-- begin AVAILABLE RECORDS --

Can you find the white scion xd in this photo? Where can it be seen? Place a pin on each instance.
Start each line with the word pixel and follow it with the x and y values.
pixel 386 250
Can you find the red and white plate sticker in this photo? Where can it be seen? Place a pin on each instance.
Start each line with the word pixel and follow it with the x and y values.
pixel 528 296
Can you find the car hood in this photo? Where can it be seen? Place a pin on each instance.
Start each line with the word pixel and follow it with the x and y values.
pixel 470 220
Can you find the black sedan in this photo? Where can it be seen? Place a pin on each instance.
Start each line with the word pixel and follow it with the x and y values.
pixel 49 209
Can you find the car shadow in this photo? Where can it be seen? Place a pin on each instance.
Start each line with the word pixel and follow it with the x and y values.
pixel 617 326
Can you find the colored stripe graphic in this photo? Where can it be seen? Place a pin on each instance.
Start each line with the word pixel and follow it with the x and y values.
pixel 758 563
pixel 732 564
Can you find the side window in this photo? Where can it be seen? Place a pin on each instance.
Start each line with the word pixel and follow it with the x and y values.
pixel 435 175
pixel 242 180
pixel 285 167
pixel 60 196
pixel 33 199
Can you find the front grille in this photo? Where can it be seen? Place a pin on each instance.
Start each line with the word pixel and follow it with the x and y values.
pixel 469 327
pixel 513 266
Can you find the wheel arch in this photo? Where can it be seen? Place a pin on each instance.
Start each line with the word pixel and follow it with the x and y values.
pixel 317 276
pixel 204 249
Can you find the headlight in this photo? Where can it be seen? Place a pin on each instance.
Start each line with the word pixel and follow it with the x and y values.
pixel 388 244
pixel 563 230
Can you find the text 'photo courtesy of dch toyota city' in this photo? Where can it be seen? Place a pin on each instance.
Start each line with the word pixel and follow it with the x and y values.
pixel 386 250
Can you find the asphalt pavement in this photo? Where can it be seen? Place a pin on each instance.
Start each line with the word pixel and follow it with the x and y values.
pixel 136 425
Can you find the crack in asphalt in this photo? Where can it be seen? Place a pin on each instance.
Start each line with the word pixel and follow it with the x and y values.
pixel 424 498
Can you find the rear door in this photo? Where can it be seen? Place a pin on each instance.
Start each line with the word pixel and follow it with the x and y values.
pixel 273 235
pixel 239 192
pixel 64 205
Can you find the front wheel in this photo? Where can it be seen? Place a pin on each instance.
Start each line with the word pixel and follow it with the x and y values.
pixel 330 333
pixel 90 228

-- end AVAILABLE RECORDS --

EXERCISE BRIEF: Write the material out exactly, with nothing left out.

CORRECT OUTPUT:
Can you find the white scion xd in this photo? Where can it be seen? Place a pin on each instance.
Start each line with the word pixel and follow it with the x and y values.
pixel 386 250
Can you find the red and white plate sticker in this photo? Where can it be seen? Place a pin on each instance.
Start each line with the word pixel and follow it with the x and y values.
pixel 528 296
Can you find the car hood in this photo? Where can it be seen? Place a pin on each instance.
Start each line with the word pixel and follow it with the x and y values.
pixel 470 220
Can you find the black sedan in this photo? Where can it be seen? Place a pin on each instance.
Start each line with the word pixel and follow it with the x and y values.
pixel 49 209
Can you find the car shadow in this photo? Where can it be seen? Place a pin on each instance.
Start each line with the word pixel and follow it with the x and y values.
pixel 617 326
Can you find the colored stripe graphic in this photo? Where can it be seen? Place a pin on each instance.
Start each line with the word pixel and follow it with the x and y values.
pixel 758 563
pixel 732 564
Can you find the side window in this photo? Where can it be seen? Place a pin on each instance.
Start each line with the word pixel and follow it with the x and y values.
pixel 435 175
pixel 242 180
pixel 285 167
pixel 60 196
pixel 33 199
Can you find the front grille in this photo? Where can it be seen? Place a pin on each instance.
Start each line with the word pixel and follow it with the x and y values.
pixel 469 327
pixel 513 266
Can you find the wheel arch in this photo? Where can it be seen? Place a pin on each instance.
Start each line with the word pixel and follow it with the x and y values.
pixel 317 276
pixel 204 249
Can you find the headlight in this photo? Where can it be seen? Place a pin on each instance.
Start each line with the word pixel and follow it with the x and y values.
pixel 388 244
pixel 563 230
Can you find the text 'photo courtesy of dch toyota city' in this photo? Where can it be seen? Place a pin on each instance.
Start each line with the word pixel and follow it with the x and y values.
pixel 386 250
Can you find the asphalt pavement in this photo? Where can it be seen? Place a pin on each instance.
Start each line with the word pixel and follow it with the x and y values.
pixel 136 425
Can you find the crack in asphalt in this photo? Where can it be seen? Place a pin on each instance.
Start each line with the word pixel and follow it with the x and y values.
pixel 424 498
Can you find the rear door in this photo? Where can it be seen? Place a pin on each instance.
Start each line with the word pixel and follow it with the x and y values.
pixel 273 235
pixel 239 192
pixel 64 205
Can you find the front wheel in this photo? Where can it be seen? Place a pin on each instance.
Start each line with the word pixel and follow it with the x and y values.
pixel 330 333
pixel 90 228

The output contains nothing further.